§ **To be done**
Copy every one of the rows below verbatim, changing nothing.

○ ○ ○ ○ ○ ○ ○

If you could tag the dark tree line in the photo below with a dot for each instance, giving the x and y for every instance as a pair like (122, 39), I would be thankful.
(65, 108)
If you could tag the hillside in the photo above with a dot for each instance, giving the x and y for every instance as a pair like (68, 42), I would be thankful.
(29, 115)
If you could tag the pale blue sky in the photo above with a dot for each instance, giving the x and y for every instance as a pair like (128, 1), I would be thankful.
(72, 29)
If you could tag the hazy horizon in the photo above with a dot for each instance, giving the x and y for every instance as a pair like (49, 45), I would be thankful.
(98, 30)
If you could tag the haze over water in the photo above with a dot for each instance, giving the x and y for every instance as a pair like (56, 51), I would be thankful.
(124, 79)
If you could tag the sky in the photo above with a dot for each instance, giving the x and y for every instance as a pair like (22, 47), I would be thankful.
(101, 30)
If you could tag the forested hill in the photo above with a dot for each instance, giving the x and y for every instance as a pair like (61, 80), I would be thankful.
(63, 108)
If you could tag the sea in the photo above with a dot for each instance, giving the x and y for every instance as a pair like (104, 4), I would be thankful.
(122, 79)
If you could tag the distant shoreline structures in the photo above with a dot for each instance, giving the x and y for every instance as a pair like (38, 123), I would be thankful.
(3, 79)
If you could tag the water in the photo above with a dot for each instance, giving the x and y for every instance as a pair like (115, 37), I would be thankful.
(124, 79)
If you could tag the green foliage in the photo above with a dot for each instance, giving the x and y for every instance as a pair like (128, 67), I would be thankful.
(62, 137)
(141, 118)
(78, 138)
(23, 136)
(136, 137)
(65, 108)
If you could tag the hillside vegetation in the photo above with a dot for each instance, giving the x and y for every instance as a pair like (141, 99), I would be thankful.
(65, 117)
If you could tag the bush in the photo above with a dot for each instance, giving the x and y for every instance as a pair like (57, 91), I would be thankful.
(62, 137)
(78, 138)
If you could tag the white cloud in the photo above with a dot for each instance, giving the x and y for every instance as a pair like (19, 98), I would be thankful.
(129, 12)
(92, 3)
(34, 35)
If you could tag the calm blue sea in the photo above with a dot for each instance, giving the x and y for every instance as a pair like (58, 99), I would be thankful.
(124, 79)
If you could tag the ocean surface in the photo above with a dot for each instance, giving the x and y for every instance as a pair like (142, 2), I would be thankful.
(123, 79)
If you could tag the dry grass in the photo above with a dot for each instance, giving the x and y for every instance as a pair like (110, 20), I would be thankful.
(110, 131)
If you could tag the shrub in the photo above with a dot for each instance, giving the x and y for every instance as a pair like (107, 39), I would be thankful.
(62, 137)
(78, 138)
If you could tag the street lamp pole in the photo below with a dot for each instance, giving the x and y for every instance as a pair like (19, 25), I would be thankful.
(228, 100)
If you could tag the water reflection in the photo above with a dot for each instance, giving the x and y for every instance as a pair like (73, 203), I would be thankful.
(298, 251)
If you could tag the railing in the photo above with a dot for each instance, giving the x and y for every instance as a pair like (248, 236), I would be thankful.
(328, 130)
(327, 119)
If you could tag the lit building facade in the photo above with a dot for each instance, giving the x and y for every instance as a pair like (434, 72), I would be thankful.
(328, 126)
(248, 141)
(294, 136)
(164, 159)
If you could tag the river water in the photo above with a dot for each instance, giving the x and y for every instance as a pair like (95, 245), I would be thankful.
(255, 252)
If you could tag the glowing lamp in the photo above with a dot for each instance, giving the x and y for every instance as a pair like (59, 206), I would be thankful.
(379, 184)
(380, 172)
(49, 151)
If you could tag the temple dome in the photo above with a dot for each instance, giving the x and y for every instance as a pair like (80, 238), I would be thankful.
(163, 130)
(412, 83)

○ ○ ○ ○ ○ ○ ○

§ **Reply to the task**
If you could tag the dark tree line in the photo below with a dot for each instance, giving the x and y for every instance as a pair like (122, 39), I would be thankful.
(65, 108)
If you could tag the hillside in the photo above with a dot for each instance, giving the x and y for every instance as a pair like (68, 42), I would be thankful.
(29, 115)
If you could tag the pale blue sky in the photo above with a dot for each instance, giving the x and y for every instance as a pair like (128, 1), I would be thankful.
(72, 29)
If you could tag the hazy horizon in the photo above with a dot for each instance, giving the x and y for every instance as a pair like (49, 45), I would be thankful.
(98, 30)
If you could tag the haze over water in the photo above with a dot for each instance, giving the x and y for every instance as a pair like (56, 51), I would be thankful.
(124, 79)
If you could tag the sky in the photo above with a dot for each instance, giving the x and y for every instance as a pair like (22, 47), I would be thankful.
(101, 30)
If you could tag the forested hill in the photo above with a dot for each instance, giving the x and y for every instance as a pair like (61, 80), I would be thankful.
(63, 108)
If you could tag the sea in the photo above with a dot for each instance, giving the x and y for every instance as a pair like (104, 4), I would be thankful.
(122, 79)
If you could tag the distant shoreline structures in the photo above with a dot for each instance, giving the x and y for every instance as a pair like (38, 123), I would be thankful.
(3, 79)
If you could tag the water in the photo above with a dot for each instance, giving the x and y for every instance as a pair like (115, 37), I would be thankful.
(124, 79)
If you could tag the green foliage in the photo above with a dot for each instance, giving the x and y for every instance as a pair like (128, 67), I would be thankful.
(62, 137)
(141, 118)
(78, 138)
(23, 136)
(136, 137)
(65, 108)
If you could tag the hillside vegetation in the photo above with a dot for each instance, giving the x and y for every instance as a pair like (141, 99), I would be thankful.
(65, 117)
If you could tag the bush in the photo above with a dot for each instance, giving the x and y for every instance as a pair like (57, 91), I would be thankful.
(62, 137)
(78, 138)
If you could tag the white cloud in the photo above with a dot for each instance, giving the x and y for every instance as a pair like (19, 98), I would be thankful.
(129, 12)
(92, 3)
(34, 35)
If you could tag the calm blue sea in the photo above with a dot for each instance, giving the x and y for every instance as a pair like (58, 99), I would be thankful.
(124, 79)
If you could tag the ocean surface in the photo above with a dot for each instance, giving the x and y for every instance as a pair like (142, 2), I would be thankful.
(123, 79)
If you could tag the dry grass in the photo above with a dot for each instance, giving the x and y for every instance as a pair like (110, 20), I would be thankful.
(110, 131)
If you could tag the shrub in the photo above with a dot for each instance, giving the x and y for every instance as a pair like (107, 39), I would be thankful.
(62, 137)
(78, 138)
If you could tag the street lamp pole in the photo below with a dot for each instance, giving the x and y for every instance as a pair like (19, 25), I would be thankful.
(228, 100)
If you could tag the water reflection in the photo above with a dot for each instance, giving the x and y for every instance as a pair like (73, 203), I would be thankful.
(298, 251)
If you could tag the railing in the photo above with a dot for each instance, giving the x and y for every instance as a pair like (248, 236), I would be thankful.
(328, 130)
(327, 119)
If you could tag the lit building facade in the photo above with a dot for each instance, giving the x and y for every instance as a pair like (434, 72), I would be thankful.
(328, 126)
(248, 141)
(294, 136)
(164, 159)
If you could tag the river water in the photo above with a dot for each instance, giving the x and y for every instance as a pair like (95, 245), I would be thankful.
(255, 252)
If you could tag the glowing lamp in the photo above with a dot for each instance, giving the x and y for every instance as a pair like (59, 206), I would be thankful.
(379, 184)
(380, 172)
(49, 151)
If you could tag the temple dome in the photo above with a dot for each instance, giving the x and y for every instance as a pair like (80, 238), I would be thankful.
(163, 130)
(412, 83)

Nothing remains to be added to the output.